#duraspace IRC Log


IRC Log for 2012-03-21

Timestamps are in GMT/BST.

[1:25] * bradmc (~bradmc@ has joined #duraspace
[11:18] * bradmc (~bradmc@ has joined #duraspace
[11:33] * bradmc (~bradmc@ Quit (Ping timeout: 260 seconds)
[11:57] * mhwood (mwood@mhw.ulib.iupui.edu) has joined #duraspace
[14:47] * barmintor (~ba2213@dyn-butler-158-112.dyn.columbia.edu) has joined #duraspace
[19:11] * mdiggory (~mdiggory@rrcs-74-87-47-114.west.biz.rr.com) has joined #duraspace
[19:34] * ryscher (98033b9f@gateway/web/freenode/ip. has joined #duraspace
[19:37] * kompewter (~kompewter@sul272sandbox.lib.ohio-state.edu) has joined #duraspace
[19:42] * KevinVdV (~KevinVdV@d54C154B1.access.telenet.be) has joined #duraspace
[19:53] * hpottinger (~hpottinge@mu-162198.dhcp.missouri.edu) has joined #duraspace
[20:00] * richardrodgers (~richardro@ has joined #duraspace
[20:01] * aschweer (~schweer@schweer.its.waikato.ac.nz) has joined #duraspace
[20:02] <PeterDietz> Hi All, Tim is out sick today, so I'll jump in to cover the meeting today.
[20:03] <PeterDietz> Feel free to toss in topics. I've got some things I'd like to cover anyways
[20:03] <PeterDietz> I'm semi-tempted to say we should have the meeting on one of the voice/video systems, but IRC is fine today.
[20:04] <richardrodgers> which voice-video systems?
[20:04] <PeterDietz> Google+ or Skype
[20:04] <richardrodgers> ok
[20:04] <PeterDietz> if there's interest, we could
[20:06] <mdiggory> I'm not in a position to go audio today, but int he future I would welcome it
[20:06] <richardrodgers> fine with me - but we may want to announce in advance so folks can line up a good audio environment...
[20:06] <PeterDietz> ok, so GitHub migration. We've been digging through the svn authors, to make for a clean transfer to github
[20:06] <KevinVdV> Ditto to mdiggory on the audio part can't do it today I'm afraid
[20:06] <aschweer> same here about the audio
[20:06] <hpottinger> I do have my headset all ready, as per Graham's suggestion that it's "only as disruptive as a phone call to coworkers"

# Excerpts from a detection dataset:
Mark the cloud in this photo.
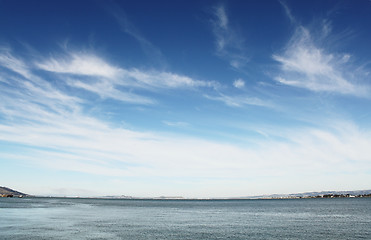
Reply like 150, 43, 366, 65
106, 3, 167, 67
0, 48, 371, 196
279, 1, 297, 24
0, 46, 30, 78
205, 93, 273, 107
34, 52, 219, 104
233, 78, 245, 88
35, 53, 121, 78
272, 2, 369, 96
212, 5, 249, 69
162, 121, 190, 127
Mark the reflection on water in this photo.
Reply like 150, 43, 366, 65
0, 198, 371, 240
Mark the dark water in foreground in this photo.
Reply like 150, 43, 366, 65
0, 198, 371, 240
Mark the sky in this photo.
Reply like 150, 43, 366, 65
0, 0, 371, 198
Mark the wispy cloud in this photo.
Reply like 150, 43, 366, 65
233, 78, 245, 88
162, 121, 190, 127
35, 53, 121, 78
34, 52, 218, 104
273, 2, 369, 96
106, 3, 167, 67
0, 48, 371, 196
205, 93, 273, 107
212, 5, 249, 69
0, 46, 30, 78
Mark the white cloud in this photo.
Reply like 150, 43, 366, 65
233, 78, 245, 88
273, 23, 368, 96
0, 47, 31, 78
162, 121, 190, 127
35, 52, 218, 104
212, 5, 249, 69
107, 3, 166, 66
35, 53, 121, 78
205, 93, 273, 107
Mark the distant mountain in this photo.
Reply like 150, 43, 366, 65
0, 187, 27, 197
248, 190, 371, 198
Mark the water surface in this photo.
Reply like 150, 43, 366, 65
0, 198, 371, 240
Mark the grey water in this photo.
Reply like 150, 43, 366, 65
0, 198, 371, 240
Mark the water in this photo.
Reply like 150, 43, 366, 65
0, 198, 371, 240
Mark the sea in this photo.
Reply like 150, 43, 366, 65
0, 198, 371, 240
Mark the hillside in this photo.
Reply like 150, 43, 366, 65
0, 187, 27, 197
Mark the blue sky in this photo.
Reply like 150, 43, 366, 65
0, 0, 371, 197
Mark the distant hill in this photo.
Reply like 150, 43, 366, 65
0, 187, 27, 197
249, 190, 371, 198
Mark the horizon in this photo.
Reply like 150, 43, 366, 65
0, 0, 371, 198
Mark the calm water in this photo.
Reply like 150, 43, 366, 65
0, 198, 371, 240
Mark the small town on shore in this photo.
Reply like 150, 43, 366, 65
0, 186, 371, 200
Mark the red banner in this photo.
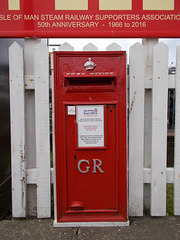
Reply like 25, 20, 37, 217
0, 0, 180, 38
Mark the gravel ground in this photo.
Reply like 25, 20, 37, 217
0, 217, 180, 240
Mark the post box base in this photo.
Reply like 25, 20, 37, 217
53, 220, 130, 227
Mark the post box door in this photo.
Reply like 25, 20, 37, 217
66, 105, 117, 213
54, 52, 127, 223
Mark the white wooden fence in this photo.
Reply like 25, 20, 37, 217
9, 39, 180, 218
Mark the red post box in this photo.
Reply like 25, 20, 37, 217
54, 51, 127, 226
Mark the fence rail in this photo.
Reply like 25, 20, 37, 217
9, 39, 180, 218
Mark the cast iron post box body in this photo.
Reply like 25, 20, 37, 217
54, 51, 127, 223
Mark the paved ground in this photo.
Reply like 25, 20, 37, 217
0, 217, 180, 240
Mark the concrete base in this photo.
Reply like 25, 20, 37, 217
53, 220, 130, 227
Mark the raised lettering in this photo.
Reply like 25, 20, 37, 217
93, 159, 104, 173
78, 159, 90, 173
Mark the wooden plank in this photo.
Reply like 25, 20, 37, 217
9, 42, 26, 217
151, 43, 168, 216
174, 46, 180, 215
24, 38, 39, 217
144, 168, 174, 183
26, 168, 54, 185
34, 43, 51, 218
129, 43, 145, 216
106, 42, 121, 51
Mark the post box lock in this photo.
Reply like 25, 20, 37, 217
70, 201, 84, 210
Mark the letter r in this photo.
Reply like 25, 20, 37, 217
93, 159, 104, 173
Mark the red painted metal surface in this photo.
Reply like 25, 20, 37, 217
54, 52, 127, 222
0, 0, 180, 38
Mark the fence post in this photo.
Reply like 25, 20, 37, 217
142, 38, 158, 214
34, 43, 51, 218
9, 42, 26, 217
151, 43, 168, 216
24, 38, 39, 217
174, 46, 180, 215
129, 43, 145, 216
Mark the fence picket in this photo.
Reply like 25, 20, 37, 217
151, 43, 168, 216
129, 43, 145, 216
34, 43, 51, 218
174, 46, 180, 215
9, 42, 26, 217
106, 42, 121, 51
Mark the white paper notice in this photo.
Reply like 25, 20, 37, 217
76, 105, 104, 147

---

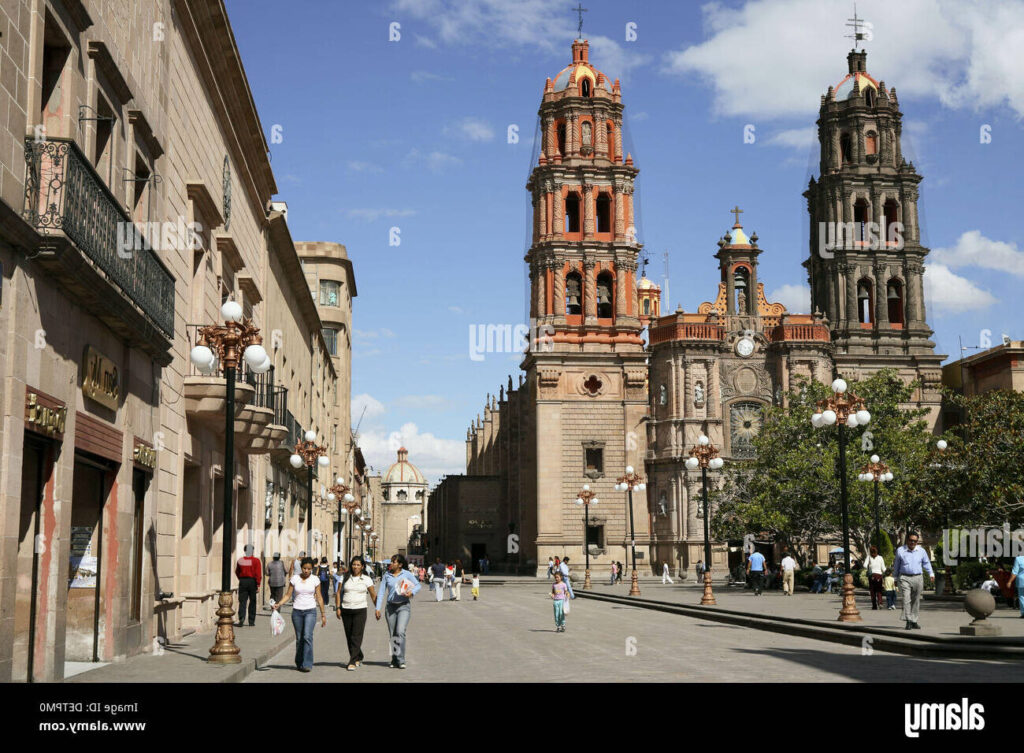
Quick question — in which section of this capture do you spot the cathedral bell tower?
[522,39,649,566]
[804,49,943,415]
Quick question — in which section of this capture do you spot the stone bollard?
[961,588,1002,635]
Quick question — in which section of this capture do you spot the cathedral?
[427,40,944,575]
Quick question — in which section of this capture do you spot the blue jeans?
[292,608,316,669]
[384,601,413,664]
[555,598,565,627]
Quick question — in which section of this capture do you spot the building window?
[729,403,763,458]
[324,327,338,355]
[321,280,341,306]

# Given exercise A:
Give the nickname of every participant who posts a chat message in the IRC log, leaving out those who only join or quit.
# Given exercise B:
Extract the passage of the IRC log from "Timestamps are in" to "timeout: 260 seconds)".

# Correct answer A:
PeterDietz, richardrodgers, mdiggory, KevinVdV, aschweer, hpottinger

# Correct answer B:
Timestamps are in GMT/BST.

[1:25] * bradmc (~bradmc@ has joined #duraspace
[11:18] * bradmc (~bradmc@ has joined #duraspace
[11:33] * bradmc (~bradmc@ Quit (Ping timeout: 260 seconds)